Input rows =>
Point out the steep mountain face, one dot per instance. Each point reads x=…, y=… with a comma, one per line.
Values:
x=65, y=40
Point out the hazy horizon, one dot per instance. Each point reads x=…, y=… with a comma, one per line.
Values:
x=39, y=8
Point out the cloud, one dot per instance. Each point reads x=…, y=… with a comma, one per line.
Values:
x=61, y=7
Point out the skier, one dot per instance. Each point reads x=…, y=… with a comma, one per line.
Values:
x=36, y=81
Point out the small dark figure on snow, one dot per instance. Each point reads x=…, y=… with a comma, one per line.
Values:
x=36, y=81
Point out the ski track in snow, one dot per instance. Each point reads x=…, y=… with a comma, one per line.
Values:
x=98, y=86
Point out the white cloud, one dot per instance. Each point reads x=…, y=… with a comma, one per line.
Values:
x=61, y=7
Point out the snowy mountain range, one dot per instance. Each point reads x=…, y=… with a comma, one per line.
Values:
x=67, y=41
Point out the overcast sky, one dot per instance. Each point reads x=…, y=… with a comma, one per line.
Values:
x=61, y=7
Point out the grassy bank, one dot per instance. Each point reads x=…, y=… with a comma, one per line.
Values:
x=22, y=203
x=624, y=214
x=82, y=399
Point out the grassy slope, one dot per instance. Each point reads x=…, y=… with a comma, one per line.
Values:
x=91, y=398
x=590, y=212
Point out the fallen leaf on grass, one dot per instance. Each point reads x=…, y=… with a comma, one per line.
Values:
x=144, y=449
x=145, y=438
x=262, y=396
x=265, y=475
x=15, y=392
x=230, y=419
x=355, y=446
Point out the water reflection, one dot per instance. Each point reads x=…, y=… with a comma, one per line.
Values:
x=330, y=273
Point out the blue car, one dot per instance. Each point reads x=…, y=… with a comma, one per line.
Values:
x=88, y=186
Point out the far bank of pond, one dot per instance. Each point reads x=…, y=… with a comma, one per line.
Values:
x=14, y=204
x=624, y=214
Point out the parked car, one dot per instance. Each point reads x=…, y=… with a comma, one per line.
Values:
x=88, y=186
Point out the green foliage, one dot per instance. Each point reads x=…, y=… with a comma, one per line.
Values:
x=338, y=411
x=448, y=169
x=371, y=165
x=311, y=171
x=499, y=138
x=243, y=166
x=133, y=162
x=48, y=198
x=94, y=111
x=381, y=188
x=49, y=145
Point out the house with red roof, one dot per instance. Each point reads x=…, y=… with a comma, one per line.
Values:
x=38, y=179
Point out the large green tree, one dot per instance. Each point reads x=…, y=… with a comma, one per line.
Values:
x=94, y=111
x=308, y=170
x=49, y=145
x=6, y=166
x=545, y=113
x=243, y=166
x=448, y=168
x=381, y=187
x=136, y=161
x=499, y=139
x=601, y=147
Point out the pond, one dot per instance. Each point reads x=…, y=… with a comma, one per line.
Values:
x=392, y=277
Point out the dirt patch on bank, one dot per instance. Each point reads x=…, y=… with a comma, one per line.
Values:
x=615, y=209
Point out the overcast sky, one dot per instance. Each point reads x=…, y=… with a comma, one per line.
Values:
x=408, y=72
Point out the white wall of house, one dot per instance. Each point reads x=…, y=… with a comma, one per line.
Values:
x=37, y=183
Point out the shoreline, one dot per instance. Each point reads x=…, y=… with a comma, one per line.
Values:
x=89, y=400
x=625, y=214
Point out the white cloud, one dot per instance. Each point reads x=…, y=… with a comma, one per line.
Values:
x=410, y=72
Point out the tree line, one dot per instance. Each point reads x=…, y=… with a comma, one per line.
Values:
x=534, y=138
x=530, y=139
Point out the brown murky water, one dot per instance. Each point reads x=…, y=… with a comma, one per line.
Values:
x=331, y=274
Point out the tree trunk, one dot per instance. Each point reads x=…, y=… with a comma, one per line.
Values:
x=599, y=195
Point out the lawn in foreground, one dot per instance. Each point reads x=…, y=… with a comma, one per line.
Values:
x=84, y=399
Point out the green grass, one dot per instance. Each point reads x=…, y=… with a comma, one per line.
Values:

What you will do =>
Can you quote exactly the lines from the one containing "Point out the house" through the last line of the records above, and nothing else?

Task response =>
Point out the house with red roof, one dot per instance. Each point reads x=…, y=… with a comma, one per line.
Values:
x=38, y=179
Point out the large green tree, one dot per instance. Each point reads x=…, y=… with a comma, one per line.
Values:
x=94, y=111
x=308, y=170
x=49, y=145
x=6, y=166
x=545, y=113
x=243, y=166
x=448, y=168
x=381, y=187
x=136, y=161
x=499, y=139
x=601, y=147
Point out the pond, one dot per instance. Each point reads x=…, y=… with a comma, one per line.
Values:
x=392, y=277
Point out the dirt patch on bank, one dot per instance. Each point reads x=…, y=… with a comma, one per line.
Values:
x=615, y=209
Point out the overcast sky, one dot per instance. Each point reads x=…, y=… with a comma, one per line.
Values:
x=408, y=72
Point out the white wall of house, one dot per instance. Each point reads x=…, y=… with a comma, one per line.
Values:
x=37, y=183
Point out the shoreline, one dot per instance. Each point reads x=…, y=… with a comma, one per line.
Values:
x=89, y=400
x=625, y=214
Point out the white cloud, one dot per instance. Each point reads x=…, y=… with a comma, one per line.
Values:
x=410, y=72
Point out the tree line, one dot per instance. Each point reads x=…, y=… with a comma, one per line.
Values:
x=534, y=138
x=530, y=139
Point out the brown murky water, one dot per instance. Each point reads x=…, y=… with a comma, one per line.
Values:
x=331, y=274
Point out the tree trunk, one dot per instance. Each point reads x=…, y=… with a comma, one per line.
Values:
x=599, y=195
Point out the lawn in foreground, one dot per instance. Each point reads x=…, y=… with a comma, one per line.
Values:
x=84, y=399
Point out the green grass, one dot per instance. Each point reads x=…, y=… with a comma, one per line.
Values:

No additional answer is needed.